- _TEXTE DU DOCUMENT_:

Arrêt du 16 décembre 2015
 
 
Ire Cour de droit civil
 
Composition
 
Mmes et M. les Juges Kiss, présidente, Klett et Kolly.
 
Greffier: M. Carruzzo.
 
 
Participants à la procédure
 
A.________ Bank, représentée par Mes Sébastien Besson et Fabrice Robert-Tissot,
 
recourante,
 
contre
 
B.________ SA, représentée par Mes Elliott Geisinger, Sebastiano Nessi et
 
Elena Trabaldo-de Mestral,
 
intimée.
 
Objet
 
arbitrage international; droit d'être entendu,
 
recours en matière civile contre la sentence finale rendue le 31 août 2015 par le Tribunal arbitral CCI.
 
 
Faits:
 
A. Au début de l'année 2012,..., B.________ SA (ci-après: B.________), société de droit... appartenant au groupe bancaire éponyme, a décidé de se séparer de sa filiale... X.________ SA (ci-après: X.________).

- _ACTIONS À MENER_:
1. Reprenez le passage de l'arrêt allant de "arbitrage international; droit" jusqu'à "Tribunal arbitral CCI." inclus, en mettant "sentence partielle" à la place de "sentence finale".
2. D'après l'arrêt sur l'arbitrage international, pourquoi la société B.________ SA est-elle ensuite désignée simplement par « B.________ » ?
3. Poursuivez l'exposé des faits de l'arrêt sur l'arbitrage international après sa dernière phrase.

Enregistrements de pointage d'objets nommés

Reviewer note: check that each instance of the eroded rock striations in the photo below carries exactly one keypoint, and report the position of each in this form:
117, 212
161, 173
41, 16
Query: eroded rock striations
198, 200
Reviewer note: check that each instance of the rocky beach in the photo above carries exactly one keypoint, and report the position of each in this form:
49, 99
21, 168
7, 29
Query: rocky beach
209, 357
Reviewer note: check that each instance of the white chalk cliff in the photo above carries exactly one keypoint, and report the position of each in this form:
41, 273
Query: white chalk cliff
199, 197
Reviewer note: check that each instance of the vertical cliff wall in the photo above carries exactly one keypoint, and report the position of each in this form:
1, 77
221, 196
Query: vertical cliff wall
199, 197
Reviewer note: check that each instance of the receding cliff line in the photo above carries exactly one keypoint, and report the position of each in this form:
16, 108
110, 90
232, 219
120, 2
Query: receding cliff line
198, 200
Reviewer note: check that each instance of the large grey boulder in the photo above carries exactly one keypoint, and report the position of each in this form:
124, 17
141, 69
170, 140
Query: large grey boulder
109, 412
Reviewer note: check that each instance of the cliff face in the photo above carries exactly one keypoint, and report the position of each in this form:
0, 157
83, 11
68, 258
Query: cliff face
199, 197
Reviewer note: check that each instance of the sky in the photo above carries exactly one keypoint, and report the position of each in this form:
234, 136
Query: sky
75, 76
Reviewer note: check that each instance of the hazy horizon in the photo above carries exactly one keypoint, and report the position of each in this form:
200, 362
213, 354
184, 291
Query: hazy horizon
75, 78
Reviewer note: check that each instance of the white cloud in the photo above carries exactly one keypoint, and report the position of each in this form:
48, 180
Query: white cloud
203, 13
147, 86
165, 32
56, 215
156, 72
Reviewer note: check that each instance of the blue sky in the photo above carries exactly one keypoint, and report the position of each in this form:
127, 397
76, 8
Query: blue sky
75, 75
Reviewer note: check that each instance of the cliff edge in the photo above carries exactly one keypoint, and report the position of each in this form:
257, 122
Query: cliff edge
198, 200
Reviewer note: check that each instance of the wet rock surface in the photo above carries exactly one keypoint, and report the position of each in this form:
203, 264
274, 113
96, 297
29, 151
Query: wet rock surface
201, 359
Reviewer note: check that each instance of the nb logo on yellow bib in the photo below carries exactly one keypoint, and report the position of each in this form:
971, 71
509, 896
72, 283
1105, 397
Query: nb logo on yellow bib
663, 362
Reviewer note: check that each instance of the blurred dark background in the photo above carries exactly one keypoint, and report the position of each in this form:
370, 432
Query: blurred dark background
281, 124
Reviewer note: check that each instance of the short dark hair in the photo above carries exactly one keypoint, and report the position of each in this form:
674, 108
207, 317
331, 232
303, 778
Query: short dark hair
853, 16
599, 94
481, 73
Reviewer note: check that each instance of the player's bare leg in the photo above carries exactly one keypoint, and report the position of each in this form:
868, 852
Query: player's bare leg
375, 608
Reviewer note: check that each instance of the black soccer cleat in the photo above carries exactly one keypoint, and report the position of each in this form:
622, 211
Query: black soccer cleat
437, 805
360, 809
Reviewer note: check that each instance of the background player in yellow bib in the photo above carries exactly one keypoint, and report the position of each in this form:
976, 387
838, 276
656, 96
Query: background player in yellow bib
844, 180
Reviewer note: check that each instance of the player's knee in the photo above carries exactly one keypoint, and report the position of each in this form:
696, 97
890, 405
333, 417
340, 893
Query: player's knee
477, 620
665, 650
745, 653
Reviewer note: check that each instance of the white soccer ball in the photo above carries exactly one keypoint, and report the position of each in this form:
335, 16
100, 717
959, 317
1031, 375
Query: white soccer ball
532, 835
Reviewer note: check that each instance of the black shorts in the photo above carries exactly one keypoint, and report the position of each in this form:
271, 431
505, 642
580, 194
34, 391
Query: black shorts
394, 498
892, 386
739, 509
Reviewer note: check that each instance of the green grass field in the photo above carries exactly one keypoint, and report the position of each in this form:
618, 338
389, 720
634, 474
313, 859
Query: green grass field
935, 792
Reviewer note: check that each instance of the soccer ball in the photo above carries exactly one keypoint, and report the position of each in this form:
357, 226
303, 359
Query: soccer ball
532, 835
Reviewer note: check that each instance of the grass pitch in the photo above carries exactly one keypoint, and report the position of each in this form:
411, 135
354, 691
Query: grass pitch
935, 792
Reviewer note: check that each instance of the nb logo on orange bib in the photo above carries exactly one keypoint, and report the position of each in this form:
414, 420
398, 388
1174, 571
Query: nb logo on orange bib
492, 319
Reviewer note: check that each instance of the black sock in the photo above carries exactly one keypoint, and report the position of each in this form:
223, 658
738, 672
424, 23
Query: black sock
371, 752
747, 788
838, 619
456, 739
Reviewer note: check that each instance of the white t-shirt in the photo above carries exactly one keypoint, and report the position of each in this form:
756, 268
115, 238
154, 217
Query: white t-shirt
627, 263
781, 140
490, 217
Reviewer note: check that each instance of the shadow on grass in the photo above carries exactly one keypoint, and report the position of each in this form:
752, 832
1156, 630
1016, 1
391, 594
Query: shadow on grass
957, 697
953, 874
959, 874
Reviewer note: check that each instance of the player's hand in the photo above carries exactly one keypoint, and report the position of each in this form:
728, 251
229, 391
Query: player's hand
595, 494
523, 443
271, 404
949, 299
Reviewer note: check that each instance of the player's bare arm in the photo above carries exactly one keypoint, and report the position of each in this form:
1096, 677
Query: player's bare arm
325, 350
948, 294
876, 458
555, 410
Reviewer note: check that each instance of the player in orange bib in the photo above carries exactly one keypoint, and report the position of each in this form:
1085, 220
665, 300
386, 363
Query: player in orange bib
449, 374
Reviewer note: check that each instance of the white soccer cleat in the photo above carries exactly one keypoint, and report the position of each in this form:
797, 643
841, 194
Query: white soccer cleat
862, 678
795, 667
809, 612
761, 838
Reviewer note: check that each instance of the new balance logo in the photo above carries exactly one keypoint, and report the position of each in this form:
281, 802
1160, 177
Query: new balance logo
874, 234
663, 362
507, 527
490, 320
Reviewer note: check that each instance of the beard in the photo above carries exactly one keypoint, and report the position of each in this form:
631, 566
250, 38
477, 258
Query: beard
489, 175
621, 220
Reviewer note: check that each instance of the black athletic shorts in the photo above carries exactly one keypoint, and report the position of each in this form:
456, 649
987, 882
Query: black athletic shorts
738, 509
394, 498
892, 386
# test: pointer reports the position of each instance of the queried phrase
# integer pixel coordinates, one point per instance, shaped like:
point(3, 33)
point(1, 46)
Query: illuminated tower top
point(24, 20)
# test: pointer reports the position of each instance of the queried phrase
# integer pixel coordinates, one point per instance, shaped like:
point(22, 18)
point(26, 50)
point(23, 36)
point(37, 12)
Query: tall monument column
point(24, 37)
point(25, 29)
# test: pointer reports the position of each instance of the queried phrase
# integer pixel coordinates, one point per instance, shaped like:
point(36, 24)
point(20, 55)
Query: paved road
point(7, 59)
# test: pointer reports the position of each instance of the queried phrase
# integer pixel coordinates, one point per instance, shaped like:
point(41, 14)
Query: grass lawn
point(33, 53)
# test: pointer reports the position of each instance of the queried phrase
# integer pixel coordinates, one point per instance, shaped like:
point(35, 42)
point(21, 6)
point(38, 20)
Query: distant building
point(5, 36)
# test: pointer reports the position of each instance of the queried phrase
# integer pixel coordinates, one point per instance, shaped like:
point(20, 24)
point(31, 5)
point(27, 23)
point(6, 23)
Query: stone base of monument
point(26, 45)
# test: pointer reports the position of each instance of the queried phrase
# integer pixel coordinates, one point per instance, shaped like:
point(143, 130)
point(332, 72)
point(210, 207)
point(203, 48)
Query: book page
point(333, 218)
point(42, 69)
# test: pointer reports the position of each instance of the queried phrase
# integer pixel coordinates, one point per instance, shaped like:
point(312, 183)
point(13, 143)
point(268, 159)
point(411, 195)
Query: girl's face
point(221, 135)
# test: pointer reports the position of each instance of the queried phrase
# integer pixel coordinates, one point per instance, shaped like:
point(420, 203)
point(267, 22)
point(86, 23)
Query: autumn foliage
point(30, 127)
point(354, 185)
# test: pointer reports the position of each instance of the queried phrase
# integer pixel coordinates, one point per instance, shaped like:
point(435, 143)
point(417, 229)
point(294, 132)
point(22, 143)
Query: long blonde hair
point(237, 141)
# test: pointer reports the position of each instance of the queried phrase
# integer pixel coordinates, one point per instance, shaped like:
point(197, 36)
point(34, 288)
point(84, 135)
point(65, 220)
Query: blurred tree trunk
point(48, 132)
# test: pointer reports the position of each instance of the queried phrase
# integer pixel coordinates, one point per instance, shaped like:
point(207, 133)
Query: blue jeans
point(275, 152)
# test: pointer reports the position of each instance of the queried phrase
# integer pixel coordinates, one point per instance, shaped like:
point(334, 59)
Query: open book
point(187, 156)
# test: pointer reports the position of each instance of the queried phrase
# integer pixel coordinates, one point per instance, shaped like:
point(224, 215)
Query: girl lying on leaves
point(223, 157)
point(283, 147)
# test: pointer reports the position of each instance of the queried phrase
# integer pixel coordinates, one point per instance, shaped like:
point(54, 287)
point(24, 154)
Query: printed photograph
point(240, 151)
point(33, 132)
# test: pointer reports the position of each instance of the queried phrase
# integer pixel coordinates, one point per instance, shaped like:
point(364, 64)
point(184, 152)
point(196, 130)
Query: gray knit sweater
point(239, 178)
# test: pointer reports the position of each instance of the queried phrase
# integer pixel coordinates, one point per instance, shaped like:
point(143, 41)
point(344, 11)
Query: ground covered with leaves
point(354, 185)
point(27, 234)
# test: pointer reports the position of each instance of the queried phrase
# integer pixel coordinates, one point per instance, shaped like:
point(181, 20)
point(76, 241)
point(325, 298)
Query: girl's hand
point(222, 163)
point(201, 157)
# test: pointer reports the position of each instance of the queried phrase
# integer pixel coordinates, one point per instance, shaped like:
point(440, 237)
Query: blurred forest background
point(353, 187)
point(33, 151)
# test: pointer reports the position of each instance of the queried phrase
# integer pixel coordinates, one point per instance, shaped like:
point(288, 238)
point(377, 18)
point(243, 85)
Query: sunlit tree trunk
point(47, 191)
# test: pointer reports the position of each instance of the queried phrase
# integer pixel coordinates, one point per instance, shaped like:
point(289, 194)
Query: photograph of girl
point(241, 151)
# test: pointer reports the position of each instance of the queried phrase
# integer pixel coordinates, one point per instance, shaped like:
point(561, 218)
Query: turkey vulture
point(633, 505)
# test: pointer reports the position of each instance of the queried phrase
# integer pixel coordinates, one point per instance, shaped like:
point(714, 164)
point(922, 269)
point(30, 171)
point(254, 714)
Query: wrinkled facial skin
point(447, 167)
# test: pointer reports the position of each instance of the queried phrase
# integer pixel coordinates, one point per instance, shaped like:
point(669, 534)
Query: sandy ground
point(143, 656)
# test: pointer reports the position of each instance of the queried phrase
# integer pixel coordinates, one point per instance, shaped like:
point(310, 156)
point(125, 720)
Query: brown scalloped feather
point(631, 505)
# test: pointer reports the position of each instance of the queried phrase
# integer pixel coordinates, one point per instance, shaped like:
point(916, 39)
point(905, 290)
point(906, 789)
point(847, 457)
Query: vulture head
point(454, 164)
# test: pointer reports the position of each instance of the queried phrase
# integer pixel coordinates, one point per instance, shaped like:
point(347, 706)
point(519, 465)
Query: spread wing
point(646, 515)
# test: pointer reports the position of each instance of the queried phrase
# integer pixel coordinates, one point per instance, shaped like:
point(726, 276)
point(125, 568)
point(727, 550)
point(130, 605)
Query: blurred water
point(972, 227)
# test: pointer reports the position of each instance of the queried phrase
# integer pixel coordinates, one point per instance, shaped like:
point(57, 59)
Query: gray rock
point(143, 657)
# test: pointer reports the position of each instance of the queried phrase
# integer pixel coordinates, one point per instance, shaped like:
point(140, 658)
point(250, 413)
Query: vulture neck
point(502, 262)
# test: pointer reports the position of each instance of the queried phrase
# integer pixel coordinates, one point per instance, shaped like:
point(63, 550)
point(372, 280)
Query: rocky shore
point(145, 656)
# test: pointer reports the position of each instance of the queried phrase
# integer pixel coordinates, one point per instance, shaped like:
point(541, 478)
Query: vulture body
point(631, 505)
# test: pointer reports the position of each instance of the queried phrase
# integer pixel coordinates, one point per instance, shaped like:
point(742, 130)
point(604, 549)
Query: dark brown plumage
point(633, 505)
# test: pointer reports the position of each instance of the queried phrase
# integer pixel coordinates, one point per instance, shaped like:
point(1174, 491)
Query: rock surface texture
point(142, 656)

- _RÉPONSES RÉDIGÉES_:
1.
arbitrage international; droit d'être entendu,
 
recours en matière civile contre la sentence partielle rendue le 31 août 2015 par le Tribunal arbitral CCI.

2. L'arrêt l'annonce lui-même avec la mention « (ci-après: B.________) ». Cette indication fixe la forme courte qui désigne B.________ SA dans la suite du texte. Il procède de la même façon pour sa filiale X.________ SA, appelée ensuite « X.________ ».

3.
La vente de X.________ a fait l'objet d'un appel d'offres auquel ont participé trois banques..., dont A.________ Bank (ci-après: A.________) qui a vu sa candidature retenue. Cependant, la Banque de Y.________ (Bank of Y.________; ci-après Y.________) et Z._______, dont l'accord préalable était nécessaire, ont soumis leur approbation de cette opération à la condition que B.________ recapitalisât X.________ à hauteur de 3 milliards d'euros avant la clôture de la transaction. Les pourparlers contractuels ont porté notamment sur l'insertion, dans le futur contrat de vente, d'un mécanisme d'ajustement pour le cas où la recapitalisation opérée par B.________ aurait été au-delà des exigences formulées par Y.________, en particulier dans l'hypothèse où, à la date de clôture de l'opération, le  Core Tier 1 Ratio (ou CT1 Ratio) - i.e. le ratio permettant d'apprécier la solvabilité d'une banque en mettant en relation les fonds propres de celle-ci et ses actifs à risques pondérés - serait inférieur au taux de 10% anticipé au cours de ces pourparlers.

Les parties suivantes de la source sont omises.